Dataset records
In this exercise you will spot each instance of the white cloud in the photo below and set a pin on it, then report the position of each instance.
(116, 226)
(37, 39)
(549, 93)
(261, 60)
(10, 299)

### What the task requires:
Transcribe the entries above exactly.

### Answer to this task:
In this exercise you will spot each instance of the white cloud in the photo below and set a pin on it, then report the position of each instance.
(116, 226)
(37, 39)
(549, 93)
(261, 60)
(10, 299)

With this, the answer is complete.